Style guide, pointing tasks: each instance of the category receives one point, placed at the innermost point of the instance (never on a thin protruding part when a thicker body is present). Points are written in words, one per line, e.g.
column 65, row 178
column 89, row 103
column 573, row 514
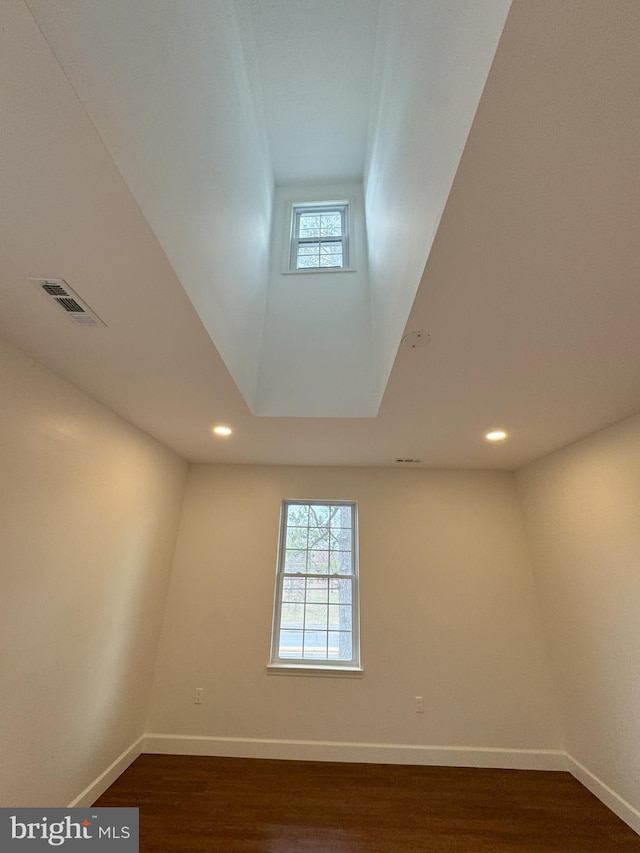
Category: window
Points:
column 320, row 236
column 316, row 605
---
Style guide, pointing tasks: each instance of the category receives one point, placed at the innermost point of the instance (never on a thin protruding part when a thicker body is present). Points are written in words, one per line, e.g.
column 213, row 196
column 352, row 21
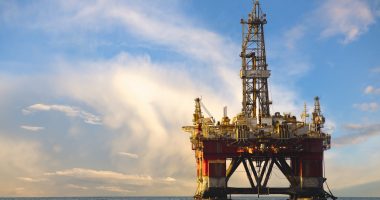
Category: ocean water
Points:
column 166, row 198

* [Given problem]: Locate every line in the items above that contains the word "column", matching case exactly, and copy each of those lines.

* [Finished task]:
column 65, row 178
column 89, row 103
column 573, row 514
column 320, row 236
column 316, row 605
column 213, row 196
column 352, row 21
column 166, row 198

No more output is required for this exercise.